RECORDS PROVIDED –

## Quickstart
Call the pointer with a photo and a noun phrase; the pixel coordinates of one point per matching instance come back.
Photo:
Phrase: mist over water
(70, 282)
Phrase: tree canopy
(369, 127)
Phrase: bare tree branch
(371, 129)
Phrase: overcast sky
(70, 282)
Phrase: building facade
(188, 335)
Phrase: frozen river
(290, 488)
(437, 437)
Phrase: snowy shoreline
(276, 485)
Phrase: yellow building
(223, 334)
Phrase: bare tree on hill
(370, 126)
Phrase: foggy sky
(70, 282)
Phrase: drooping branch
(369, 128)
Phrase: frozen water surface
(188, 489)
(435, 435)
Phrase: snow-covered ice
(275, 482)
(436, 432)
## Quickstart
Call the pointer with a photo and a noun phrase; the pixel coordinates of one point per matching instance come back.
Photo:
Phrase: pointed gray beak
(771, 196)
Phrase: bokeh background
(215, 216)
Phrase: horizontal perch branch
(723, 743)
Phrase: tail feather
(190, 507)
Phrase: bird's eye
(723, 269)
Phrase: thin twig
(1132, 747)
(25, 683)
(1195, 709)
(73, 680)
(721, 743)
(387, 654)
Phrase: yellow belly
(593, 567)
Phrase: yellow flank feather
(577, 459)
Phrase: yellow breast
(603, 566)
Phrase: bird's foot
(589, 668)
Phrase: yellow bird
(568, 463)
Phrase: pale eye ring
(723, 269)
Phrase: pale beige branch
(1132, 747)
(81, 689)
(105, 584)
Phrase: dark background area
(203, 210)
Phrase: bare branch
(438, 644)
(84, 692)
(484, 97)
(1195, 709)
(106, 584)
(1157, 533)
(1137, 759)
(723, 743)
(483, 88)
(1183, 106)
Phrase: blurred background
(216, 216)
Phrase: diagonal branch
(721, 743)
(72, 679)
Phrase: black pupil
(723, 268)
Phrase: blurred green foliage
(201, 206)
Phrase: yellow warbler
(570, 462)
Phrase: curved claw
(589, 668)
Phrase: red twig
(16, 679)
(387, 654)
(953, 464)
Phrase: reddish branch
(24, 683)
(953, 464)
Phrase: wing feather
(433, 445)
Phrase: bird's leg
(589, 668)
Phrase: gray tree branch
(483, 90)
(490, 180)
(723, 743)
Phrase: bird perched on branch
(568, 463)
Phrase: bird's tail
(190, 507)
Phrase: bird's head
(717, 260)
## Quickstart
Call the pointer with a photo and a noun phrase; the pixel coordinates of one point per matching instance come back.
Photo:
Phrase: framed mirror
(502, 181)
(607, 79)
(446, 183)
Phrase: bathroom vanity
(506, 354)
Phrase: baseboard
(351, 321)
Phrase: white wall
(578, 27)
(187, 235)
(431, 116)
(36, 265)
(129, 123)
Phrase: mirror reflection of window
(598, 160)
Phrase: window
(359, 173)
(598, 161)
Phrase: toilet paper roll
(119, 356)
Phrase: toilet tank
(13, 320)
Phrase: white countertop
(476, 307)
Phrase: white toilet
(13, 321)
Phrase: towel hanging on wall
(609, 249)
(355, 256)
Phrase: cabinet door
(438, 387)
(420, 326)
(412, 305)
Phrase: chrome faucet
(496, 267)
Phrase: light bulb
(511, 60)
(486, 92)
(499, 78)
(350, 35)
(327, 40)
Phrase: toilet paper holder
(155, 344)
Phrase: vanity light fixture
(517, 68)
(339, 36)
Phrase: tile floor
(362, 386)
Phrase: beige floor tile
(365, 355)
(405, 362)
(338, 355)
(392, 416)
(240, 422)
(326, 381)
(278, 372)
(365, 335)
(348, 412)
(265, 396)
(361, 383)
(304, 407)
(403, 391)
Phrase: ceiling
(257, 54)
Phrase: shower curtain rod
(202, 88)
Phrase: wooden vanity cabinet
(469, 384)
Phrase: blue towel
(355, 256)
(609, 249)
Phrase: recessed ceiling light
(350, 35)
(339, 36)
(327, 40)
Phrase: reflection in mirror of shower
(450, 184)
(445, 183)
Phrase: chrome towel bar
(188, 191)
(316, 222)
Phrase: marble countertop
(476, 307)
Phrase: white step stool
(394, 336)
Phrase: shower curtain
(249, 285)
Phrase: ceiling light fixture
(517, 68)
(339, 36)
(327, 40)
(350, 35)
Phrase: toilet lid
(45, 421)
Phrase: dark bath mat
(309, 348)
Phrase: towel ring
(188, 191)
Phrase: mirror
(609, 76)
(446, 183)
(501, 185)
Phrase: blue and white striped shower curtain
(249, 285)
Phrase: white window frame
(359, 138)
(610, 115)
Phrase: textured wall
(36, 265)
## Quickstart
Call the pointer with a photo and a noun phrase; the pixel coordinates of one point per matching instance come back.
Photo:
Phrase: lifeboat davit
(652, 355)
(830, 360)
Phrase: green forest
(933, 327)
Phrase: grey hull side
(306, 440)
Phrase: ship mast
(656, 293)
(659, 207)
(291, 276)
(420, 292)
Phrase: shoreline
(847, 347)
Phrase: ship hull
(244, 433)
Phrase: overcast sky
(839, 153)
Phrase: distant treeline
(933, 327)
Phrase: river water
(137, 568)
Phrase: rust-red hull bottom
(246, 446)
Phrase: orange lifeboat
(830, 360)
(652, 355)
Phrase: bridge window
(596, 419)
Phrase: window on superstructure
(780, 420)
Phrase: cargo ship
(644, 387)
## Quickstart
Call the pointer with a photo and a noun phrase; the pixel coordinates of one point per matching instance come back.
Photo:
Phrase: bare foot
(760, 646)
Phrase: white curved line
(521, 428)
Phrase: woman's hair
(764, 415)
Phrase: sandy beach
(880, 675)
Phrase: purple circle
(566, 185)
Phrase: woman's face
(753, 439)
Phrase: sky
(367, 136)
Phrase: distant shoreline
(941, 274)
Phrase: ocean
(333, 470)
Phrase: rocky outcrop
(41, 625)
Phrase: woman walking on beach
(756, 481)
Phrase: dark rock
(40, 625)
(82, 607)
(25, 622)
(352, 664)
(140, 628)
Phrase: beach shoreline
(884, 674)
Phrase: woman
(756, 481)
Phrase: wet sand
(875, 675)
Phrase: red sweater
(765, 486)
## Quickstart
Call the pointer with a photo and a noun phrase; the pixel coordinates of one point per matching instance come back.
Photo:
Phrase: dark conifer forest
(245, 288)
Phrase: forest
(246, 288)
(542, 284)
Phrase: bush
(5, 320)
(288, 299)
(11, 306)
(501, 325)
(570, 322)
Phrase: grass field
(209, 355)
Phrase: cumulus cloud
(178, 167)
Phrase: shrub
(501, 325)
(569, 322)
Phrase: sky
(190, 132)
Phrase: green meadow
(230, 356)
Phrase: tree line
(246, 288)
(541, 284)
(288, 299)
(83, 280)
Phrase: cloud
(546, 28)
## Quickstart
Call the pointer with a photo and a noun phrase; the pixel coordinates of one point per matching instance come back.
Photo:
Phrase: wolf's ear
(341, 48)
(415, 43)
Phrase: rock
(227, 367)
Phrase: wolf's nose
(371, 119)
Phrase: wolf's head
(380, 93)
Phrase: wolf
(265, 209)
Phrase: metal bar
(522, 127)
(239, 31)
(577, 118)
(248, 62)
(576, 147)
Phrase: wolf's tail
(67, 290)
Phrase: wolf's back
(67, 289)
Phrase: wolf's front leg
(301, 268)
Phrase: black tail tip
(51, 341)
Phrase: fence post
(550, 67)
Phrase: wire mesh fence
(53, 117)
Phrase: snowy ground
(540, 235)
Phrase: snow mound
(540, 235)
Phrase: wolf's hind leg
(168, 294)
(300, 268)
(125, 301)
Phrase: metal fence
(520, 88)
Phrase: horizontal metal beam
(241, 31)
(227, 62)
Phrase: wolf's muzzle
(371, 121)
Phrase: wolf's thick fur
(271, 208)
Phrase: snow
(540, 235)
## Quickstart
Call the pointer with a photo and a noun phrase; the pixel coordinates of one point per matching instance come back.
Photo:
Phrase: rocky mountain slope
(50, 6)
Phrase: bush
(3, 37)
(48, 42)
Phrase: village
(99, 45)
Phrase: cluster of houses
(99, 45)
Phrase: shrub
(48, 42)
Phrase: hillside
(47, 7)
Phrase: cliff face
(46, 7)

TASK DIRECTIONS – Restate exactly each line of the data from the one bearing "Phrase: wolf's nose" to the end, and add nothing.

OUTPUT OF THE EXERCISE –
Phrase: wolf's nose
(371, 119)
Phrase: wolf's head
(380, 93)
Phrase: wolf
(265, 209)
Phrase: metal bar
(522, 127)
(239, 31)
(577, 118)
(248, 62)
(576, 147)
Phrase: wolf's tail
(67, 290)
Phrase: wolf's back
(67, 289)
Phrase: wolf's front leg
(301, 268)
Phrase: black tail tip
(51, 341)
Phrase: fence post
(550, 67)
Phrase: wire mesh fence
(53, 117)
Phrase: snowy ground
(540, 235)
Phrase: snow mound
(540, 235)
Phrase: wolf's hind leg
(168, 294)
(300, 268)
(125, 301)
Phrase: metal fence
(520, 88)
Phrase: horizontal metal beam
(241, 31)
(227, 62)
Phrase: wolf's muzzle
(371, 121)
Phrase: wolf's thick fur
(271, 208)
Phrase: snow
(540, 235)
## Quickstart
Call the pointer with a photo and a noun phrase; the pixel coordinates of one point per matching instance come back.
Photo:
Phrase: rocky mountain slope
(50, 6)
Phrase: bush
(3, 37)
(48, 42)
Phrase: village
(99, 45)
Phrase: cluster of houses
(99, 45)
Phrase: shrub
(48, 42)
Phrase: hillside
(47, 7)
Phrase: cliff face
(46, 7)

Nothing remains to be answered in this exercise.